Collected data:

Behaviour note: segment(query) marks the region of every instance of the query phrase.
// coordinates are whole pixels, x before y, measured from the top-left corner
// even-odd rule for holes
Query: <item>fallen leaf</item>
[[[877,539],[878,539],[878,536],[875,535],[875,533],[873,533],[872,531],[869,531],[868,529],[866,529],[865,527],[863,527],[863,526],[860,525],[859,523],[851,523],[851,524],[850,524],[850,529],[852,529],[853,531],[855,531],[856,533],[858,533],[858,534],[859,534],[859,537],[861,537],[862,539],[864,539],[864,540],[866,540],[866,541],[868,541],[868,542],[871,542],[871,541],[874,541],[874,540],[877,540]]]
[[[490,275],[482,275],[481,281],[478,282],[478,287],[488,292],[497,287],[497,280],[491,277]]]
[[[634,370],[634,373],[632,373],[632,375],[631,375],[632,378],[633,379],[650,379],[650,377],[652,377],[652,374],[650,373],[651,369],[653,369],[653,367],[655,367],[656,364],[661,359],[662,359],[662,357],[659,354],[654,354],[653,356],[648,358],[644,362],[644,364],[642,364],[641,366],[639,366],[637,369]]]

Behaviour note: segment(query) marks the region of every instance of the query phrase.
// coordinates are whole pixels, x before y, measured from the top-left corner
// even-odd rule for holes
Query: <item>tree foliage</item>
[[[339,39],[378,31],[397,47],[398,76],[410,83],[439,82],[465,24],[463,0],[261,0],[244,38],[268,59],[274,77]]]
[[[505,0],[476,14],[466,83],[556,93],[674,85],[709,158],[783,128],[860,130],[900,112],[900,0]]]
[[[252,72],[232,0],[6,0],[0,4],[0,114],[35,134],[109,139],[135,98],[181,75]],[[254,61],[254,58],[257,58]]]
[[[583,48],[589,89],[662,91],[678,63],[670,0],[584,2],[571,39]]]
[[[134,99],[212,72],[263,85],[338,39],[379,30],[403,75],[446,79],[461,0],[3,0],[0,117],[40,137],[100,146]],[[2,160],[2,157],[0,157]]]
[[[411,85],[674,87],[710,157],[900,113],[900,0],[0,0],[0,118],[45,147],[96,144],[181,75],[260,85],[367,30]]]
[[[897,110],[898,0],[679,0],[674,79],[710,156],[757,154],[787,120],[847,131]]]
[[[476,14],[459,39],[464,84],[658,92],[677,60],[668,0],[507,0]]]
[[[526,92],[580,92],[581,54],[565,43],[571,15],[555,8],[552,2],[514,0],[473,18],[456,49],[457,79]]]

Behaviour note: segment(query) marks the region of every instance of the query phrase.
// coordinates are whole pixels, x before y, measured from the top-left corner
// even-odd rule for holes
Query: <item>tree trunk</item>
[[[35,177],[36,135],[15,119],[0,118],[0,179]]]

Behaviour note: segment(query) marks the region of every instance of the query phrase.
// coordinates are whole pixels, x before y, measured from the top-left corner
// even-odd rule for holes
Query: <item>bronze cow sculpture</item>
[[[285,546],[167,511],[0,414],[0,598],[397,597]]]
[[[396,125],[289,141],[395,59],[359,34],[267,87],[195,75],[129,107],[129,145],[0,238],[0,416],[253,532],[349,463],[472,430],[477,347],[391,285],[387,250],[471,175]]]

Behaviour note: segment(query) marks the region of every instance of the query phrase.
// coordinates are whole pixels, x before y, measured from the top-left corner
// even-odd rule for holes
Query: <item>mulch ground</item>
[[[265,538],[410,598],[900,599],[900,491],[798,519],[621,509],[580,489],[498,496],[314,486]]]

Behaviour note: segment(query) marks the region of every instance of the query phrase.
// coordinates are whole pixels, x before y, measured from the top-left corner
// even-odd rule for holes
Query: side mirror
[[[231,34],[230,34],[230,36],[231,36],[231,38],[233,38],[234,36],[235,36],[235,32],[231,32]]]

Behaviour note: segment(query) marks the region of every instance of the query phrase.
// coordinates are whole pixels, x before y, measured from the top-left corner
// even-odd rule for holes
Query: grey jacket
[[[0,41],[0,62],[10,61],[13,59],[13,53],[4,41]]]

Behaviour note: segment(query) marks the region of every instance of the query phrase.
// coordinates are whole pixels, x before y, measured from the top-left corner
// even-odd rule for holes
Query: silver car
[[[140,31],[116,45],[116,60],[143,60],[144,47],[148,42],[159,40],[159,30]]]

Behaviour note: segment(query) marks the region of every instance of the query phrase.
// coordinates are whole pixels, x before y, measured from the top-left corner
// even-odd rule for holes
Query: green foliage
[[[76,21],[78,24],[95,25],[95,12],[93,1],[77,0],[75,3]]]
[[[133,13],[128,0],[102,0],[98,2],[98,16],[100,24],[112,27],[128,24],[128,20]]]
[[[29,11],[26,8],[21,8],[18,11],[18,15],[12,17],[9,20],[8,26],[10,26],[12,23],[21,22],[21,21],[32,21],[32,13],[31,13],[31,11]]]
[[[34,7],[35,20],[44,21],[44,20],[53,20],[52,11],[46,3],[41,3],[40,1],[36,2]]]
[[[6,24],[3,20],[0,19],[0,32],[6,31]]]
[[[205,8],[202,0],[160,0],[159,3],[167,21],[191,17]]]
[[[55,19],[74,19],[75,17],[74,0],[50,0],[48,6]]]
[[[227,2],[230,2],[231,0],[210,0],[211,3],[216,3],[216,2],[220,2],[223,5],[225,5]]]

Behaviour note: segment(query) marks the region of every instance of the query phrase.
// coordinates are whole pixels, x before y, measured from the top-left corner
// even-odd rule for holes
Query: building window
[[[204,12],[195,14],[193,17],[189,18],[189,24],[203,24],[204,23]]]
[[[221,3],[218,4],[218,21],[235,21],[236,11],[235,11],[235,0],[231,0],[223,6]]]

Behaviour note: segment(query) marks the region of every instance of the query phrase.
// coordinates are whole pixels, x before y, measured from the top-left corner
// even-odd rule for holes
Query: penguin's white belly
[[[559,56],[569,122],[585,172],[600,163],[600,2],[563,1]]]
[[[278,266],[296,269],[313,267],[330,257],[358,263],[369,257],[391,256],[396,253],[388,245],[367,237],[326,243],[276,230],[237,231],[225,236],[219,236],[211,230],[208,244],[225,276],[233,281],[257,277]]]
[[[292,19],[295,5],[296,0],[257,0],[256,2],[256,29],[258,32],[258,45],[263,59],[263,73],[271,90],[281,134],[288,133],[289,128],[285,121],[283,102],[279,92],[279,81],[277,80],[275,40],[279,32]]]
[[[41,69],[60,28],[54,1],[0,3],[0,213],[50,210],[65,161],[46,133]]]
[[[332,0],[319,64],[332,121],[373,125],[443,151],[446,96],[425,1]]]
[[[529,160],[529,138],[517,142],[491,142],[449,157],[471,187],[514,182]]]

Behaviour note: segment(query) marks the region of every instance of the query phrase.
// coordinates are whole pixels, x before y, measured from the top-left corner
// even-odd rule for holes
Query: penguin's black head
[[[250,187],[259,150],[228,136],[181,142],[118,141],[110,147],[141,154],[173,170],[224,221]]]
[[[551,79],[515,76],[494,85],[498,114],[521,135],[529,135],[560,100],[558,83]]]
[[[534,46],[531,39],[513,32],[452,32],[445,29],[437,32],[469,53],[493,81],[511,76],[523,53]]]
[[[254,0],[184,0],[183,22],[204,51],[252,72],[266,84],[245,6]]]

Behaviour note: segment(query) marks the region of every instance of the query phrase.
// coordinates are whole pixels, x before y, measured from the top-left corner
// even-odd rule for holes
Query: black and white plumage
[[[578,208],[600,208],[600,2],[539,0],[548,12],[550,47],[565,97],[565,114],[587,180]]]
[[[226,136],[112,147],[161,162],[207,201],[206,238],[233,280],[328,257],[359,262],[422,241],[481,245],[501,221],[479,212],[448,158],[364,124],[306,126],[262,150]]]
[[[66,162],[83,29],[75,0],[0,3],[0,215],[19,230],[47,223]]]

What the task requires:
Return every record above. Copy each one exactly.

Exercise output:
Behaviour note: segment(query) marks the region of every instance of the query phrase.
// coordinates are whole pixels, x before y, measured from the top-left corner
// even-odd rule for holes
Query: <item>fallen leaf</item>
[[[877,539],[878,539],[878,536],[875,535],[875,533],[873,533],[872,531],[869,531],[868,529],[866,529],[865,527],[863,527],[863,526],[860,525],[859,523],[851,523],[851,524],[850,524],[850,529],[852,529],[853,531],[855,531],[856,533],[858,533],[858,534],[859,534],[859,537],[861,537],[862,539],[864,539],[864,540],[866,540],[866,541],[868,541],[868,542],[871,542],[871,541],[874,541],[874,540],[877,540]]]
[[[490,275],[482,275],[481,281],[478,282],[478,287],[488,292],[497,287],[497,280],[491,277]]]
[[[634,370],[634,373],[632,373],[632,375],[631,375],[632,378],[633,379],[650,379],[650,377],[652,377],[652,374],[650,373],[651,369],[653,369],[653,367],[655,367],[656,364],[661,359],[662,359],[662,357],[659,354],[654,354],[653,356],[648,358],[644,362],[644,364],[642,364],[641,366],[639,366],[637,369]]]

Behaviour note: segment(query) marks the region of every instance of the query phrase.
// coordinates are whole pixels, x before y, measured from the top-left corner
// even-odd rule for holes
Query: <item>tree foliage</item>
[[[339,39],[378,31],[397,47],[398,76],[410,83],[439,82],[465,24],[463,0],[261,0],[244,38],[268,59],[274,77]]]
[[[505,0],[476,14],[466,83],[556,93],[674,85],[709,158],[783,128],[860,130],[900,112],[900,0]]]
[[[252,72],[232,0],[6,0],[0,4],[0,114],[35,134],[109,139],[135,98],[181,75]],[[254,61],[254,58],[257,58]]]
[[[583,48],[589,89],[662,91],[678,63],[670,0],[584,2],[571,39]]]
[[[134,99],[212,72],[263,85],[338,39],[379,30],[403,75],[446,79],[461,0],[3,0],[0,117],[40,137],[100,146]],[[2,160],[2,157],[0,157]]]
[[[411,85],[674,87],[710,157],[900,113],[900,0],[0,0],[0,118],[45,147],[96,144],[181,75],[260,85],[367,30]]]
[[[897,110],[898,0],[679,0],[674,79],[710,156],[757,154],[787,120],[847,131]]]
[[[476,14],[459,39],[464,84],[658,92],[677,60],[668,0],[507,0]]]
[[[526,92],[580,92],[581,54],[565,43],[571,15],[555,8],[552,2],[514,0],[473,18],[456,49],[457,79]]]

Behaviour note: segment(query) marks the region of every instance of the query phrase.
// coordinates are whole pixels, x before y, measured from the top-left corner
// even-odd rule for holes
Query: <item>tree trunk</item>
[[[35,177],[36,135],[15,119],[0,118],[0,179]]]

Behaviour note: segment(query) marks the region of every instance of the query phrase.
// coordinates are whole pixels, x before y, measured from the top-left corner
// even-odd rule for holes
Query: <item>bronze cow sculpture</item>
[[[285,546],[167,511],[0,414],[0,598],[397,597]]]
[[[396,125],[289,141],[395,59],[359,34],[267,87],[195,75],[129,107],[129,145],[0,238],[0,416],[253,532],[349,463],[472,430],[477,347],[391,285],[387,250],[471,175]]]

Behaviour note: segment(query) marks the region of every instance of the query phrase.
// coordinates are whole pixels, x before y, measured from the top-left corner
// even-odd rule for holes
Query: <item>mulch ground</item>
[[[265,538],[410,598],[900,599],[900,491],[798,519],[621,509],[580,489],[498,496],[314,486]]]

Behaviour note: segment(query) marks the region of every instance of the query phrase.
// coordinates are whole pixels, x before y, measured from the top-left corner
// even-odd rule for holes
Query: side mirror
[[[231,34],[230,34],[230,36],[231,36],[231,38],[233,38],[234,36],[235,36],[235,32],[231,32]]]

Behaviour note: segment(query) marks the region of every instance of the query phrase.
// coordinates are whole pixels, x before y, measured from the top-left corner
// even-odd rule for holes
Query: grey jacket
[[[0,41],[0,62],[10,61],[13,59],[13,53],[4,41]]]

Behaviour note: segment(query) marks the region of every instance of the query phrase.
// coordinates are whole pixels, x before y, measured from the top-left corner
// even-odd rule for holes
Query: silver car
[[[140,31],[116,45],[116,60],[143,60],[144,47],[148,42],[159,40],[159,30]]]

Behaviour note: segment(query) marks the region of every instance of the query phrase.
// coordinates are whole pixels, x before y, measured from the top-left corner
// even-odd rule for holes
Query: green foliage
[[[76,21],[78,24],[95,25],[95,12],[93,1],[77,0],[75,3]]]
[[[133,13],[128,0],[102,0],[98,2],[98,16],[100,24],[112,27],[128,24],[128,20]]]
[[[29,11],[26,8],[21,8],[18,11],[18,15],[12,17],[9,20],[8,26],[10,26],[12,23],[21,22],[21,21],[32,21],[32,13],[31,13],[31,11]]]
[[[34,7],[35,20],[44,21],[44,20],[53,20],[52,11],[46,3],[41,3],[40,1],[36,2]]]
[[[6,24],[3,20],[0,19],[0,32],[6,31]]]
[[[205,8],[202,0],[160,0],[159,3],[167,21],[191,17]]]
[[[55,19],[74,19],[75,17],[74,0],[50,0],[48,6]]]
[[[227,2],[230,2],[231,0],[210,0],[211,3],[216,3],[216,2],[220,2],[223,5],[225,5]]]

Behaviour note: segment(query) marks the region of every instance of the query phrase.
// coordinates are whole pixels, x before y, measured from the top-left corner
// even-odd rule for holes
Query: building window
[[[204,12],[195,14],[193,17],[189,18],[189,24],[203,24],[204,23]]]
[[[221,3],[218,4],[218,21],[235,21],[236,11],[235,11],[235,0],[231,0],[223,6]]]

Behaviour note: segment(query) marks the region of every instance of the query phrase.
// coordinates are whole pixels, x before y, measured from the top-left corner
// even-odd rule for holes
Query: penguin's white belly
[[[559,56],[569,122],[585,172],[600,163],[600,2],[563,1]]]
[[[278,266],[296,269],[313,267],[330,257],[358,263],[369,257],[391,256],[396,253],[388,245],[367,237],[326,243],[276,230],[237,231],[225,236],[219,236],[211,230],[208,244],[225,276],[233,281],[257,277]]]
[[[292,19],[295,5],[296,0],[257,0],[256,2],[256,29],[258,32],[258,45],[263,59],[263,73],[271,90],[281,134],[288,133],[289,128],[285,121],[283,102],[279,92],[279,81],[277,80],[275,40],[279,32]]]
[[[41,69],[60,28],[54,1],[0,3],[0,213],[50,210],[65,161],[46,133]]]
[[[332,0],[319,64],[332,121],[373,125],[443,151],[446,96],[425,1]]]
[[[529,160],[529,138],[517,142],[491,142],[449,157],[471,187],[514,182]]]

Behaviour note: segment(query) marks the region of every instance of the query phrase.
// coordinates are whole pixels, x before y, measured from the top-left corner
// even-odd rule for holes
Query: penguin's black head
[[[250,187],[259,150],[228,136],[181,142],[118,141],[110,147],[141,154],[173,170],[224,221]]]
[[[551,79],[515,76],[494,85],[498,114],[521,135],[529,135],[560,100],[558,83]]]
[[[534,46],[531,39],[513,32],[452,32],[445,29],[437,32],[469,53],[493,81],[511,76],[523,53]]]
[[[254,0],[184,0],[183,22],[204,51],[252,72],[266,84],[245,6]]]

Behaviour note: segment(query) marks the region of every instance of the query phrase.
// coordinates are whole pixels, x before y, measured from the top-left corner
// even-odd rule for holes
Query: black and white plumage
[[[578,208],[600,208],[600,2],[539,0],[548,12],[550,47],[565,97],[565,114],[587,180]]]
[[[226,136],[112,147],[161,162],[207,201],[206,238],[233,280],[328,257],[359,262],[422,241],[481,245],[501,221],[479,212],[448,158],[364,124],[306,126],[262,150]]]
[[[66,162],[83,29],[75,0],[0,3],[0,215],[19,230],[47,223]]]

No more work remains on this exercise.